Start of Text block
In Horror: Samantha in Demons Never Die.
Emma Rigby won much praise for her time on Hollyoaks as Hannah Ashworth. She was at the centre of one of the show's most hard hitting storylines at the time, which dealt with bulimia and anorexia.
Now popping up in various TV shows on both sides of the Atlantic (she’s the Red Queen in Once Upon A Time In Wonderland), the illness her character suffered from on Hollyoaks translated to the one she took on for British slasher Demons Never Die – a film which is much better than it has any right to be given that its primary marketing tool was that it also featured Tulisa (I think she’s in a band and on X-Factor).
Rigby is one of a group of teens who commit to a suicide pact, only to change their minds as a masked killer starts picking them off one by one. Emma’s bulimic model Samantha suffers from ‘second girl syndrome’ so isn’t in the film for very long, but she’s not bad for what time she does spend on screen. Demons Never Die owes a huge debt to Wes Craven’s Scream movies. There are some scenes lifted directly out of that series, but it does enough to keep up the interest with a few genuinely creepy moments. It’s a shame the ending makes no sense whatsoever.
On Hollyoaks: bad girl Jude Cunningham.
In Horror: Lauren in Urban Gothic episode, The One Where.
Jude Cunningham was the original Hollyoaks wild girl. Stealing cars and jewellery, she ended up taking her dead sister’s passport and fleeing the country and the authorities. Since her departure from Hollyoaks, Davinia Taylor has been busy marrying and divorcing a footballer, but she did turn up back in 2000 in one of the best episodes from horror anthology show Urban Gothic.
Urban Gothic ran for two series and was made up of short, half hour horror stories that went on a weekly basis on late night Channel 5. Some of them were good, some not so much, but Taylor’s, which paid homage to US sitcom Friends, was a blood-soaked and memorable one. Davinia’s Lauren is one of a group of friends that also includes Crispin Bonham Carter and a pre-Peep Show Robert Webb. She begins dating a man named Lucien who plays puppet master with the gang’s relationships and inner torments, eventually bringing out their resentments and hatred. Still, it’s good to have friends that you can rely on to help you dispose of a body.
The episode was as characteristically dark as many of Urban Gothic’s offerings and stood out thanks to its semi-recognisable cast. Taylor shows some decent horror chops here, so it’s shame she never did much else. The episode ends on a deliciously dark note and is well worth seeking out. It’d be great to see Urban Gothic given a revival.
On Hollyoaks: the always-in-trouble little sister Katy Fox.
In Horror: Casey in The Children.
Hannah Tointon was only on Hollyoaks for about a year, mainly a facility for advancing storylines with her on screen brother, Warren Fox. She did have the honour of being kidnapped and driven over the edge of a cliff, though.
Tointon has had better success in horror since leaving ‘Oaks than some of her co-stars. She’s in the upcoming Young, High And Dead, and was an essential ingredient in director Tom Shankland’s 'kids do the scariest things' movie, The Children. Set over a New Year's weekend at a remote farm house, two families find themselves set upon by their little darlings when the younger members of the party go all Damian. It’s an intense film which amplifies the frustration of parenthood to an extreme level, as well as delivering some seriously sinister kids. There’s a dinner table scene that acts as the catalyst for the following bloodshed which puts any tea time tantrum your offspring may have thrown into clear perspective.
Hannah plays the eldest child, caught between the adults and the rugrats. She does the misunderstood teen thing really well, and doesn’t go over the top hysterical when the mayhem begins. The film has a slightly frustrating lack of explanation as to why these little ones turn into homicidal maniacs, but it does a very good job of exaggerating the tension of sibling rivalries and family get-togethers, and mixing that with some supernatural stuff.
End of Text block
Start of Recorded data
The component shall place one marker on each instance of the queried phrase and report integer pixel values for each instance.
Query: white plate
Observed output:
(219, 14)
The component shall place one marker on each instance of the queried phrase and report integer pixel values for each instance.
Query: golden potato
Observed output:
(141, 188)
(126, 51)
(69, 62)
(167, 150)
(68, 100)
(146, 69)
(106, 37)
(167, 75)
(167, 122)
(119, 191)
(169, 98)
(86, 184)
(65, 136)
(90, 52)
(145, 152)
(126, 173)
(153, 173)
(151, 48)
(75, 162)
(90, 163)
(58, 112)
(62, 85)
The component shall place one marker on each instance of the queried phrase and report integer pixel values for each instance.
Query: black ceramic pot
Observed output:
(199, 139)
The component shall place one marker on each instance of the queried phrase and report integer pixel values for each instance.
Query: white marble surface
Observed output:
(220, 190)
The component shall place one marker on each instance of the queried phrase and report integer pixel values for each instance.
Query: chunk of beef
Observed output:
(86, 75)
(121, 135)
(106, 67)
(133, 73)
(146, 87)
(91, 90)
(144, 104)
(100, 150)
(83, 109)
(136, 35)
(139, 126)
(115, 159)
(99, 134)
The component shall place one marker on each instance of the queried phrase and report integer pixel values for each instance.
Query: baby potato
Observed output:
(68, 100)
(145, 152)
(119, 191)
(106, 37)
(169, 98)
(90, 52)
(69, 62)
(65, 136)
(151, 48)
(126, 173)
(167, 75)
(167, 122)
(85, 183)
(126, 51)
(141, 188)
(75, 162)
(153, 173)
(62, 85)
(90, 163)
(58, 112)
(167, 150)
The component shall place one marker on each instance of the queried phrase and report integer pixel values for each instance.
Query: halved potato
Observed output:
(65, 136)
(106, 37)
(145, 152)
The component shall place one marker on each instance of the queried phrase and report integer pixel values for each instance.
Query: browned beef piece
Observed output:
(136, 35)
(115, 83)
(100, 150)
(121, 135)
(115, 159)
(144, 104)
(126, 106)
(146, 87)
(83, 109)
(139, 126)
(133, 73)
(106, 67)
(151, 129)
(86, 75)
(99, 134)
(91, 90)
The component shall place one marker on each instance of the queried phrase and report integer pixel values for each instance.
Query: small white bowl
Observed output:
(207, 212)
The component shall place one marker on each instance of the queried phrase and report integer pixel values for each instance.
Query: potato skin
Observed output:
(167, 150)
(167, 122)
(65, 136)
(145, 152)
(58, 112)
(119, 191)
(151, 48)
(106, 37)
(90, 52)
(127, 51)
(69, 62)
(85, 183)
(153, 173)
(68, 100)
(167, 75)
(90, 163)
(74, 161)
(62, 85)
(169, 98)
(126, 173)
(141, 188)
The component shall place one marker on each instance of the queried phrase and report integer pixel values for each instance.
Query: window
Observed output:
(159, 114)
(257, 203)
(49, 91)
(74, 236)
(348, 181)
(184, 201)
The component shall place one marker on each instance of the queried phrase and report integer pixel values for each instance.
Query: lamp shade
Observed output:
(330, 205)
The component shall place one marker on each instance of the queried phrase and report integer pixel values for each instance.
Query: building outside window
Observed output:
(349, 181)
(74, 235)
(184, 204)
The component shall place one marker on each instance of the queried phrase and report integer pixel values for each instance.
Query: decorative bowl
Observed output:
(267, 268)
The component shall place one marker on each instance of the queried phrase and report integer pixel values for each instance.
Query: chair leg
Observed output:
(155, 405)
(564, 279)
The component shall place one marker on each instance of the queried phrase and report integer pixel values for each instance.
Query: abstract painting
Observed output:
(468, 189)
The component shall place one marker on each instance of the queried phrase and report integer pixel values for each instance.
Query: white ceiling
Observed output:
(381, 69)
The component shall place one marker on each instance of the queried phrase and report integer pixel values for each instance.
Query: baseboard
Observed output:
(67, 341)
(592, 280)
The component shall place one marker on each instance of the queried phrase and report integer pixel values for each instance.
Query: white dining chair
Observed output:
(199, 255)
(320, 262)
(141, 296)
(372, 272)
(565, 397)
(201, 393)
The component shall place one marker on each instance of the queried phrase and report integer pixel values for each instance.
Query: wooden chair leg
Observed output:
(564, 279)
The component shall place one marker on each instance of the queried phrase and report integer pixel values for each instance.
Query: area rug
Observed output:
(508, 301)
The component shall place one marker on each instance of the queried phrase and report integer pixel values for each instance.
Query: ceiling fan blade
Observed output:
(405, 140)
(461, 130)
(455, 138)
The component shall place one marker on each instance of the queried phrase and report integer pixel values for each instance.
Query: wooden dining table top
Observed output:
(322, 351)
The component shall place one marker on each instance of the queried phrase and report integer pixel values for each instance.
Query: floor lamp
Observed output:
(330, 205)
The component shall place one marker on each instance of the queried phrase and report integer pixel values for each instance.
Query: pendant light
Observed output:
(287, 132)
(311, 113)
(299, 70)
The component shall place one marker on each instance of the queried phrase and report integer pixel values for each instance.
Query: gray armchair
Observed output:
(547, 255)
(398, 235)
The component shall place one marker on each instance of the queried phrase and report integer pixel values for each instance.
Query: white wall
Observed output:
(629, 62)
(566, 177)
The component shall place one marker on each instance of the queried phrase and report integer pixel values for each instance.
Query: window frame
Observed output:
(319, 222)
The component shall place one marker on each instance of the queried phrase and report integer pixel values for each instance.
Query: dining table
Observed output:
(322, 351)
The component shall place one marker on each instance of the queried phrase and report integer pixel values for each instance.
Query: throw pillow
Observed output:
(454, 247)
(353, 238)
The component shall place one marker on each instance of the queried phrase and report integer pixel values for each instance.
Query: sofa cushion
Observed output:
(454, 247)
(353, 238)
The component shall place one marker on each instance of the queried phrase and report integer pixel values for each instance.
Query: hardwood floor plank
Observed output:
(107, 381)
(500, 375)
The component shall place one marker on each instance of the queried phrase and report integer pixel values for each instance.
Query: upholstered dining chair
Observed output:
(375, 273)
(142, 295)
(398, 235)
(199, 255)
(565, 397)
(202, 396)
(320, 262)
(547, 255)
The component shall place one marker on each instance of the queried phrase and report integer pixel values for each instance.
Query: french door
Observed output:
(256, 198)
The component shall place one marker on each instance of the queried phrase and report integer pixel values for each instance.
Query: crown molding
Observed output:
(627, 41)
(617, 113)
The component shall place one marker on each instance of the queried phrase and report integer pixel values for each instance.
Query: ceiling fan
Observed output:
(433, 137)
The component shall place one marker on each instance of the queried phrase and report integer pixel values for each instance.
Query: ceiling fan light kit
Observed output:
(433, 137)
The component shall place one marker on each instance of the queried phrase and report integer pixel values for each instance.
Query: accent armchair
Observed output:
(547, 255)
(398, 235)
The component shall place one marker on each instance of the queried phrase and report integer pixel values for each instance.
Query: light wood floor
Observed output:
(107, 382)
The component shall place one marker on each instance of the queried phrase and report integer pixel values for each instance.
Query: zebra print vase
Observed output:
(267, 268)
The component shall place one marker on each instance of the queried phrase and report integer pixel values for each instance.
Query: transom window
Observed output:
End of Recorded data
- Tasks:
• a. In the article about Hollyoaks actors in horror, which channel aired Urban Gothic?
• b. Rewrite the Hollyoaks horror article starting at "The episode was" and ending at "given a revival.", changing "Taylor" to "Davinia Taylor".
• c. Name every Hollyoaks character that the article about Hollyoaks actors in horror mentions.
Answer from the Hollyoaks horror article alone.

- Task-by-task answers:
• a. Channel 5, on late nights.

• b.
The episode was as characteristically dark as many of Urban Gothic’s offerings and stood out thanks to its semi-recognisable cast. Davinia Taylor shows some decent horror chops here, so it’s shame she never did much else. The episode ends on a deliciously dark note and is well worth seeking out. It’d be great to see Urban Gothic given a revival.

• c. Hannah Ashworth, Jude Cunningham, Katy Fox, Warren Fox